Copy exactly the lines of the records below, and only those lines, beginning with the line that contains "Target: snow covered ground" and ending with the line that contains "Target: person standing in snow".
■ ■ ■ ■ ■
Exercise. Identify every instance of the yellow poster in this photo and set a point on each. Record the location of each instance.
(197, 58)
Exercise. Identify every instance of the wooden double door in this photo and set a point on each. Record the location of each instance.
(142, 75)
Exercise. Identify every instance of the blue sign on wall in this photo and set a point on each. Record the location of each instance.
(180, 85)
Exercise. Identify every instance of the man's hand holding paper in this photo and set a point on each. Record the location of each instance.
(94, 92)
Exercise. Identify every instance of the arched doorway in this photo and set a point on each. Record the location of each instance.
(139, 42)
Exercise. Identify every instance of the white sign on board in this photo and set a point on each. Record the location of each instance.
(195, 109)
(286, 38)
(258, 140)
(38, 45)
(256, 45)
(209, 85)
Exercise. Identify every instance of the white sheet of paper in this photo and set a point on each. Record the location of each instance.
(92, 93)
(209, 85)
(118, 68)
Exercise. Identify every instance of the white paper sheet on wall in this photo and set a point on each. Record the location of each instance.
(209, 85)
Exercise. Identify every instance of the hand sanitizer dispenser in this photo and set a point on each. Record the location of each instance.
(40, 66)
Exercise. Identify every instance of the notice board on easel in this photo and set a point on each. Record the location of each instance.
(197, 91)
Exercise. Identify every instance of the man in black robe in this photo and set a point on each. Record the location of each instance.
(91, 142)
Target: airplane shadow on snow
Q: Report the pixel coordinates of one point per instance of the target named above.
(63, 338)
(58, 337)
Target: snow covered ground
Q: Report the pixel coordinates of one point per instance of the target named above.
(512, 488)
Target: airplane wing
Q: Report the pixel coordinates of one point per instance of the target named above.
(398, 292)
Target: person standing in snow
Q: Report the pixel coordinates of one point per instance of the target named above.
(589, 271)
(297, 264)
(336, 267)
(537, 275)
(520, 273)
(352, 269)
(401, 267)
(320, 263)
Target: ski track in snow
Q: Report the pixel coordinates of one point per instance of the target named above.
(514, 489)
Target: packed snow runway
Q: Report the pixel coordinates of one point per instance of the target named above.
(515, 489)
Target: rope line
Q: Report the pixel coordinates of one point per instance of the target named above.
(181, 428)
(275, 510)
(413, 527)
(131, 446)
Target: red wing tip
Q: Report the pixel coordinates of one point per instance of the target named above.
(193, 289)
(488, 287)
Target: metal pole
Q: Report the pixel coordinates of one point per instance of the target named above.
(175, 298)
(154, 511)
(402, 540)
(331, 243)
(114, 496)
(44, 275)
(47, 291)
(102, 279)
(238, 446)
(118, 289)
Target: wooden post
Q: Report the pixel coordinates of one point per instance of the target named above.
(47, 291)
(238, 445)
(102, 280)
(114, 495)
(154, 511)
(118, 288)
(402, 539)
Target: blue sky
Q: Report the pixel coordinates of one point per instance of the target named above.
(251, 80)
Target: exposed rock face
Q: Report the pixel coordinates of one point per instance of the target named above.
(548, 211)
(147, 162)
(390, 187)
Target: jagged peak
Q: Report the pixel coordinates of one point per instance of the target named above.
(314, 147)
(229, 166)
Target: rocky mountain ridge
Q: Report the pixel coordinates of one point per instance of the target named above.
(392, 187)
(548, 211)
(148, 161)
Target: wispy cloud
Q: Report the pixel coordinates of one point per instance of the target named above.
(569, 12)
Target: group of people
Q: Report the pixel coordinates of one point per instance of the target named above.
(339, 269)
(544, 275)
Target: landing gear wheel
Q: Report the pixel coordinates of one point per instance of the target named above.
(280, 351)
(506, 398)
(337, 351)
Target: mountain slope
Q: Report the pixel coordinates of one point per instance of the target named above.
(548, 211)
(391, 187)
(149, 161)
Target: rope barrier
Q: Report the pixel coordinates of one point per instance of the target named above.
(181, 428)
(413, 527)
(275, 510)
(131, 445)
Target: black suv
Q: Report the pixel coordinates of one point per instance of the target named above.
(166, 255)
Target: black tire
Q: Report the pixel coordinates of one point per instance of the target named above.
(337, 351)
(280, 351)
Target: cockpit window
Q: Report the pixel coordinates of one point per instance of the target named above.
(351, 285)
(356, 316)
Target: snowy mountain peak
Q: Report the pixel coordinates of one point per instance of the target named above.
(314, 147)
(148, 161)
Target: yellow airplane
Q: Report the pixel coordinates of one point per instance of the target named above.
■ ■ ■ ■ ■
- [OUTPUT]
Target: snow covered ground
Q: Report the pixel coordinates of one point per instance of the target named above.
(512, 488)
Target: airplane wing
Q: Report the pixel coordinates of one point per instance of the target named above.
(398, 292)
Target: person standing in snow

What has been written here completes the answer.